Candomblé berkembang di Brasil pada abad ke-19 karena adanya budak-budak Afrika yang dibawa ke Amerika Selatan selama perdagangan budak trans-Atlantik. Sistem kepercayaannya juga dipengaruhi oleh agama Katolik Roma, yang adalah agama utama para pedagang budak, meskipun banyak penganut Candomblé yang berusaha menghapus praktik-praktik Katolik pada abad ke-20. Namun, hingga hari ini, banyak penganut Candomblé yang masih menjadi penganut Katolik yang dibaptis atau bahkan menghadiri kebaktian Protestan Injili.

Di beberapa daerah, Candomblé dan Umbanda dipraktikkan bersama, tetapi kedua agama ini berbeda. Umbanda lebih bersifat umum dan tidak terlalu bergantung pada agama tradisional Afrika. Sistem kepercayaan lain yang mirip dengan Candomblé adalah voodoo Haiti dan Santeria Kuba, yang sering dianggap sebagai agama bersaudara.

Para pemuja Candomblé percaya pada Olodumare, Makhluk Tertinggi dalam agama Yoruba. Olodumare dihormati bersama roh-roh yang lebih rendah yang dikenal sebagai orixás, yang dianggap lebih mudah didekati daripada Olodumare yang transenden dan jauh. Oleh karena itu, orixás berfungsi sebagai mediator antara manusia dan Olodumare. Menurut Candomblé, setiap orang berhubungan dengan orixá pribadi yang membentuk identitasnya. Selama ritual, para penganutnya mengantisipasi kedatangan orixá, yang mungkin merasuki orang tersebut untuk menyampaikan pesan. Orixá diberi nama seperti Xango, Ogum, dan Tempo. Nama yang terakhir sering dikaitkan dengan Roh Kudus, dan yang lainnya disinkronkan dengan orang-orang kudus Katolik seperti Santo Antonius (Ogum).

__BAGIAN LATIHAN__
• A. Menurut teks tentang Candomblé, pada abad berapa Candomblé berkembang di Brasil?
• B. Tuliskan kembali bagian teks tentang Candomblé yang dimulai dengan "Para pemuja Candomblé" dan berlanjut sampai "Santo Antonius (Ogum).".
• C. Ubah paragraf dalam teks tentang Candomblé yang diawali "Para pemuja Candomblé percaya" menjadi daftar poin yang memuat fakta-fakta utamanya.

__CUPLIKAN DATA__
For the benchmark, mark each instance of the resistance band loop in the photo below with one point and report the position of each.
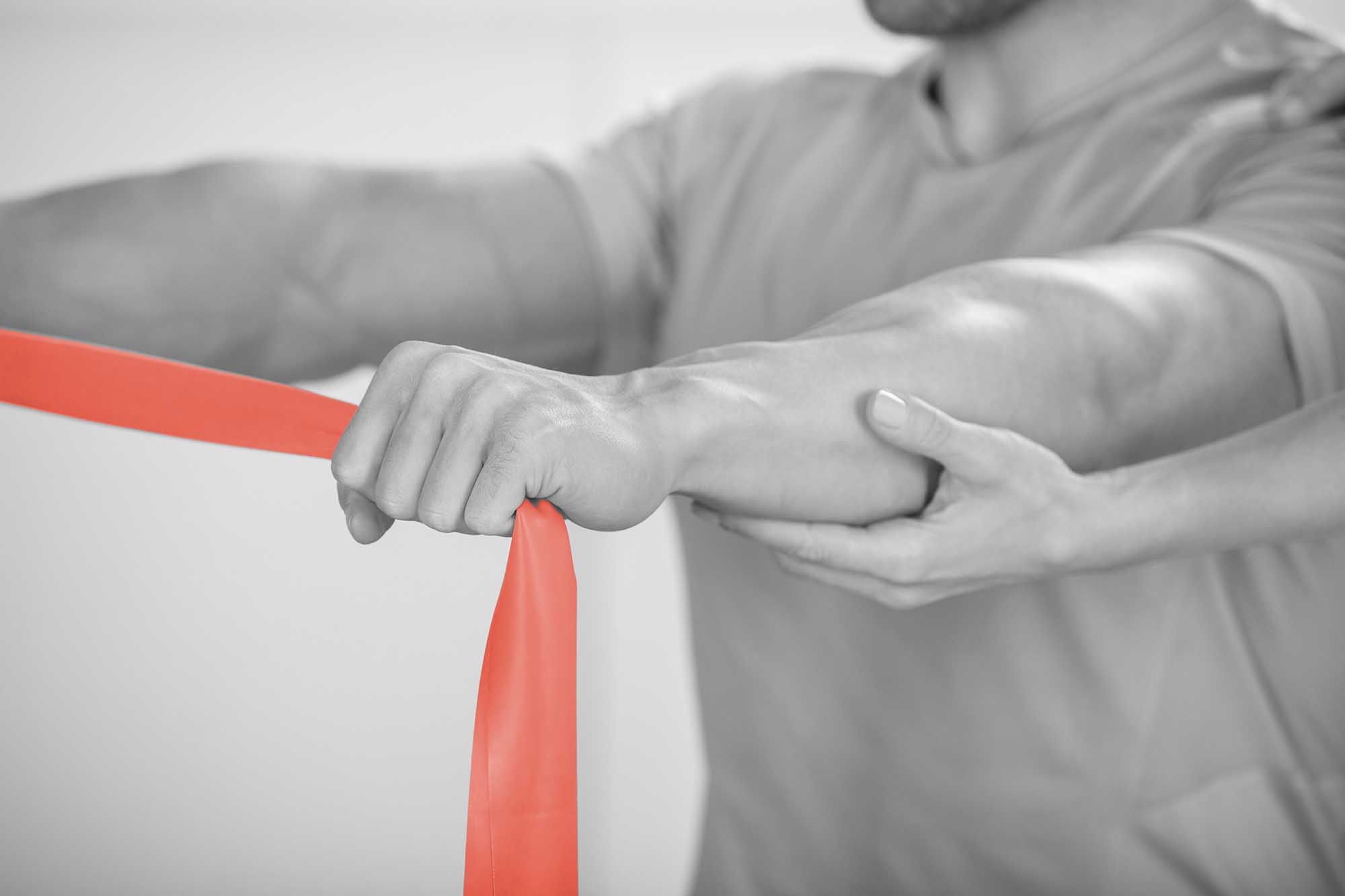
(523, 834)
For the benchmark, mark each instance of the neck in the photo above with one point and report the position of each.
(997, 83)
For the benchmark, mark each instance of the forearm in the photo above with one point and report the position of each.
(290, 272)
(1277, 482)
(189, 264)
(1055, 349)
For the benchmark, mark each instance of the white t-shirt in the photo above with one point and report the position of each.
(1171, 728)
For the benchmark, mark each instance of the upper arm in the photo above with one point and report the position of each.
(1242, 313)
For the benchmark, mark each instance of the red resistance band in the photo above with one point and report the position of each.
(523, 831)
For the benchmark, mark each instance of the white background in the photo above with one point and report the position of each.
(205, 685)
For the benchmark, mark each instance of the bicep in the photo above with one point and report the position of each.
(1203, 335)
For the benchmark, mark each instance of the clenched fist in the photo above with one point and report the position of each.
(458, 439)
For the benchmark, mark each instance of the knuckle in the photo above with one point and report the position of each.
(346, 473)
(938, 430)
(438, 520)
(396, 505)
(404, 352)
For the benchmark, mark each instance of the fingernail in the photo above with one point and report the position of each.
(1293, 112)
(890, 411)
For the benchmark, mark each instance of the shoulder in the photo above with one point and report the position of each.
(801, 97)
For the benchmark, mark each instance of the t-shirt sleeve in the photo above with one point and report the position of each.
(1280, 213)
(627, 190)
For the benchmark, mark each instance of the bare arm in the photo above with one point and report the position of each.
(293, 271)
(1110, 356)
(1009, 510)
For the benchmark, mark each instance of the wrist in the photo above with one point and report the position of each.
(689, 413)
(1124, 518)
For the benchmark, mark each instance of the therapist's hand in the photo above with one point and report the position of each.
(458, 439)
(1315, 84)
(1005, 510)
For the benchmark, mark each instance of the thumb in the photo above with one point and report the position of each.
(969, 451)
(1260, 50)
(1311, 93)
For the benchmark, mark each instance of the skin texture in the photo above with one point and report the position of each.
(1009, 510)
(1120, 341)
(294, 271)
(942, 18)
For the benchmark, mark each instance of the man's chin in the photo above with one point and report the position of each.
(942, 18)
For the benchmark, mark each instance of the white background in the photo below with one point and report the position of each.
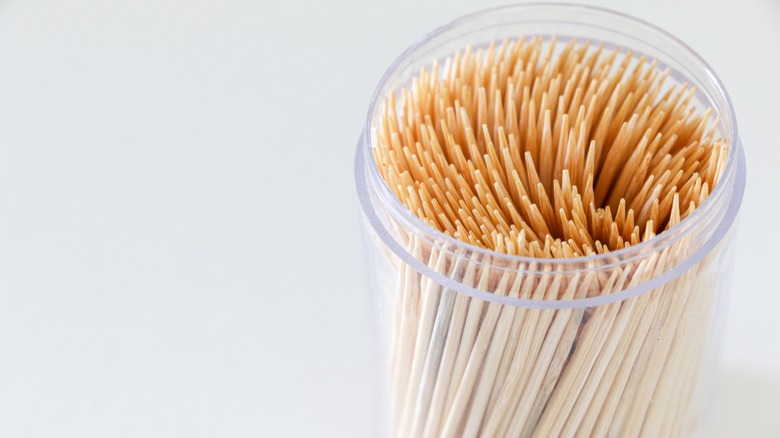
(179, 229)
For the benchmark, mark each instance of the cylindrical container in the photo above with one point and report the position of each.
(480, 343)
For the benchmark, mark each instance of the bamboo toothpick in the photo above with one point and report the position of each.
(547, 149)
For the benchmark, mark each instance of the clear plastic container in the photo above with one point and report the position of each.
(474, 345)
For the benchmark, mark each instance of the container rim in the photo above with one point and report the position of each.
(366, 172)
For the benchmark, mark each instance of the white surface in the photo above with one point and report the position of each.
(180, 245)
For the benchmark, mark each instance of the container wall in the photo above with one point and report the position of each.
(463, 366)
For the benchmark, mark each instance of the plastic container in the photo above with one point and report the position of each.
(466, 357)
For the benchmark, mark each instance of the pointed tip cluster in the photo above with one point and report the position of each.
(530, 149)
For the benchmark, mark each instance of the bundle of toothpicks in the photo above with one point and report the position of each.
(547, 150)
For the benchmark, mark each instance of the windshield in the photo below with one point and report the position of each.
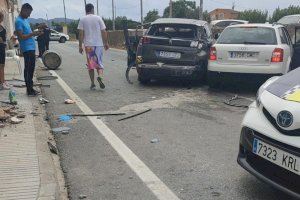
(248, 35)
(173, 31)
(289, 20)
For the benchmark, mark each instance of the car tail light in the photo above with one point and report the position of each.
(277, 55)
(145, 40)
(213, 53)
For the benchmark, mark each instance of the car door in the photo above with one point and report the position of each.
(288, 49)
(296, 56)
(54, 36)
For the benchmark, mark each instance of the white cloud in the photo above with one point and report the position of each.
(131, 8)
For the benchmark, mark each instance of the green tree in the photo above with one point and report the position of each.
(151, 16)
(254, 16)
(182, 9)
(279, 13)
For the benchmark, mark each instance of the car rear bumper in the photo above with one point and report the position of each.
(264, 170)
(276, 68)
(163, 71)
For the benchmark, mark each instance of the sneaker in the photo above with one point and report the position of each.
(3, 86)
(6, 85)
(32, 93)
(102, 86)
(93, 87)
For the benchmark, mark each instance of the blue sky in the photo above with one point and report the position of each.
(131, 8)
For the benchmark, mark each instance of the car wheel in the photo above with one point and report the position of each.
(213, 79)
(144, 80)
(62, 40)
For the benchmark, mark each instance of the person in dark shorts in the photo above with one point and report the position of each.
(3, 84)
(47, 33)
(27, 46)
(41, 42)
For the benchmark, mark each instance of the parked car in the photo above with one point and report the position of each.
(292, 24)
(218, 26)
(270, 143)
(174, 48)
(60, 37)
(250, 49)
(57, 36)
(290, 19)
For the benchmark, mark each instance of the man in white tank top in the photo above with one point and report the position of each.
(92, 33)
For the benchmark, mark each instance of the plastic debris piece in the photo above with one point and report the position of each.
(155, 140)
(82, 196)
(135, 115)
(42, 100)
(21, 116)
(52, 148)
(60, 130)
(15, 120)
(65, 118)
(69, 101)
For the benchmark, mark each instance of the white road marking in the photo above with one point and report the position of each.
(159, 189)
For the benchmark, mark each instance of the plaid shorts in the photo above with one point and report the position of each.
(94, 57)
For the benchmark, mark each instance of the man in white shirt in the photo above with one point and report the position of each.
(92, 33)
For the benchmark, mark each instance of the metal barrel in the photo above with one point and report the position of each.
(51, 60)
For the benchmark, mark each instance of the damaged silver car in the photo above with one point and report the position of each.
(176, 48)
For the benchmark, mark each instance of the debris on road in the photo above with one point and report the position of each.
(42, 100)
(135, 115)
(52, 148)
(12, 97)
(95, 114)
(64, 118)
(15, 120)
(155, 140)
(61, 130)
(44, 78)
(21, 116)
(3, 115)
(229, 102)
(69, 101)
(82, 196)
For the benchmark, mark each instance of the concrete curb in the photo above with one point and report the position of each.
(52, 178)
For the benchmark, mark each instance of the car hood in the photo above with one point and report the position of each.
(287, 86)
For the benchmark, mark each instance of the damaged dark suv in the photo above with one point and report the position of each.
(175, 48)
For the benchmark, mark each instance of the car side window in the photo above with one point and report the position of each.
(208, 32)
(289, 40)
(282, 36)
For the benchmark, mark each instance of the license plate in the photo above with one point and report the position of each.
(165, 54)
(277, 156)
(243, 55)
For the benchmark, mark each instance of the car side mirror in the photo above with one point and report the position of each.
(216, 36)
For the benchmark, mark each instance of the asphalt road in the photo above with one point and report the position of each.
(198, 135)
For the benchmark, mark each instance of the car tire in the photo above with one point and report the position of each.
(62, 40)
(213, 79)
(144, 80)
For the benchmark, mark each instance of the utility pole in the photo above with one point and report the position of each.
(201, 10)
(113, 13)
(65, 12)
(142, 18)
(171, 9)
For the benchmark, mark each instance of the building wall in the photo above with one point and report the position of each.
(219, 14)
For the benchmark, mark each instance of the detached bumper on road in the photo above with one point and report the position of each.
(162, 71)
(264, 170)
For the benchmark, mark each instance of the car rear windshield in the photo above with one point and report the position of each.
(248, 35)
(289, 20)
(173, 31)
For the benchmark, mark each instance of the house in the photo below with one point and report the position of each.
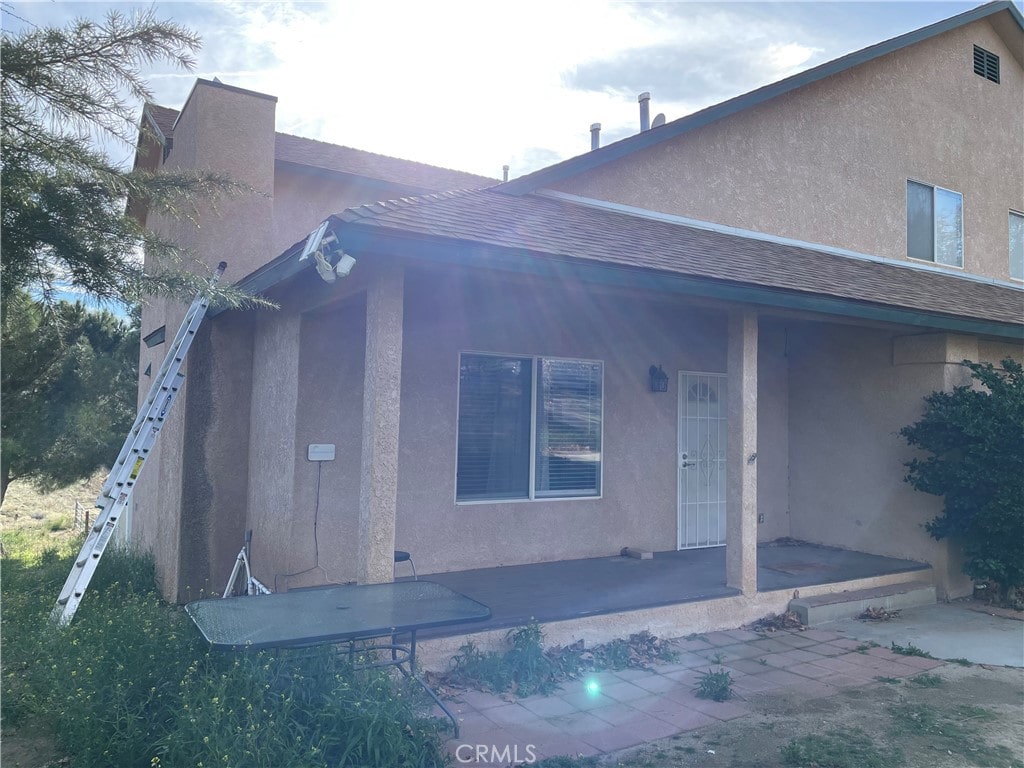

__JAWABAN YANG DIBERIKAN__
• A. Candomblé berkembang di Brasil pada abad ke-19.

• B.
Para pemuja Candomblé percaya pada Olodumare, Makhluk Tertinggi dalam agama Yoruba. Olodumare dihormati bersama roh-roh yang lebih rendah yang dikenal sebagai orixás, yang dianggap lebih mudah didekati daripada Olodumare yang transenden dan jauh. Oleh karena itu, orixás berfungsi sebagai mediator antara manusia dan Olodumare. Menurut Candomblé, setiap orang berhubungan dengan orixá pribadi yang membentuk identitasnya. Selama ritual, para penganutnya mengantisipasi kedatangan orixá, yang mungkin merasuki orang tersebut untuk menyampaikan pesan. Orixá diberi nama seperti Xango, Ogum, dan Tempo. Nama yang terakhir sering dikaitkan dengan Roh Kudus, dan yang lainnya disinkronkan dengan orang-orang kudus Katolik seperti Santo Antonius (Ogum).

• C.
- Penganut Candomblé percaya pada Olodumare, Makhluk Tertinggi dalam agama Yoruba.
- Olodumare dihormati bersama orixás. Orixás adalah roh-roh yang lebih rendah dan dianggap lebih mudah didekati daripada Olodumare yang transenden dan jauh.
- Orixás berperan sebagai mediator antara manusia dan Olodumare.
- Setiap orang berhubungan dengan orixá pribadi yang membentuk identitasnya.
- Selama ritual, penganut mengantisipasi kedatangan orixá, yang mungkin merasuki seseorang untuk menyampaikan pesan.
- Nama orixá antara lain Xango, Ogum, dan Tempo.
- Tempo sering dikaitkan dengan Roh Kudus. Orixá lainnya disinkronkan dengan orang-orang kudus Katolik, misalnya Ogum dengan Santo Antonius.